> _Document_:
>>>
Two-step Radical

Since we know how to integrate $\sqrt{1-u^2}$ using a trigonometric substitution , we can use the substitution $u = x^2$ (and $du = 2x\,dx$ ) in order to simplify the integral:

$\int_0^1 x \sqrt{1 - x^4} \, dx = \int_0^1 \tfrac{1}{2} \sqrt{1-(x^2)^2} \cdot 2x \, dx = \int_0^1 \tfrac{1}{2} \sqrt{1 - u^2}\, du.$

Now, we can use the trigonometric substitution $u = \sin\theta$ (and $du = \cos\theta \, d\theta$ ) to obtain:

$\int_0^1 \tfrac{1}{2} \sqrt{1 - u^2}\, du = \int_0^{\pi/2} \tfrac{1}{2} \sqrt{1 - \sin^2\theta} \cos\theta \, d\theta = \int_0^{\pi/2} \tfrac{1}{2} \cos^2\theta \, d\theta.$

Finally, using the half-angle identity $\cos^2\theta = \tfrac{1 + \cos(2\theta)}{2}$ , the integral evaluates to:

$\int_0^{\pi/2} \tfrac{1}{2} \cos^2\theta \, d\theta = \int_0^{\pi/2} \frac{1}{4} + \frac{\cos(2\theta)}{4} \, d\theta = \left[ \frac{x}{4} + \frac{\sin(2\theta)}{8} \right]_0^{\pi/2} = \boxed{\frac{\pi}{8}.}$

$\begin{aligned} I & = \int_0^1 x\sqrt{1-\color{#3D99F6}{x^4}} dx \quad \quad \small \color{#3D99F6}{\text{Let }u = x^2 \implies du = 2x \ dx} \\ & = \frac12 \int_0^1 \sqrt{1-u^2} du \\ & = \frac12 \int_0^1 u^0 (1-u^2)^\frac12 du \\ & = \frac14\color{#3D99F6}{B \left(\frac12, \frac32 \right)} \quad \quad \small \color{#3D99F6}{B(m,n) \text{ is beta function}} \\ & = \frac{\color{#3D99F6}{\Gamma \left(\frac12 \right) \Gamma \left(\frac32 \right)}}{4\color{#3D99F6}{\Gamma \left( 2 \right)}} \quad \quad \small \color{#3D99F6}{\Gamma (n) \text{ is gamma function}} \\ & = \frac{\frac12 \left(\Gamma \left(\frac12 \right) \right)^2}{4\cdot 1!} \\ & = \frac{(\sqrt{\pi})^2}{8} = \boxed{\dfrac\pi 8} \end{aligned}$
<<<
> _Short exercise_:
Can you shorten the paragraph beginning "Since we know how to integrate" in the integral solution above into one brief sentence that keeps its main facts?

> _Extracted records_:
>>>
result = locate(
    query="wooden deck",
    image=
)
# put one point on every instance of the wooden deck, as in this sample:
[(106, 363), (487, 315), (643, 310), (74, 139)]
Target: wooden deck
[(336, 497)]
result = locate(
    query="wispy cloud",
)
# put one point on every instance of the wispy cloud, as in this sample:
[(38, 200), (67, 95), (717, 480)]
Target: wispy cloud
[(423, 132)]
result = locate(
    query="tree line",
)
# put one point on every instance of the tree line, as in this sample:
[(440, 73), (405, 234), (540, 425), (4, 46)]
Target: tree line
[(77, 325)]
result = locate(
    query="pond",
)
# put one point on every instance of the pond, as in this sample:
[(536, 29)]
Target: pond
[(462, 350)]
<<<
> _Final answer_:
Because √(1 − u²) can be integrated with a trigonometric substitution, substituting u = x² (so du = 2x dx) simplifies the integral.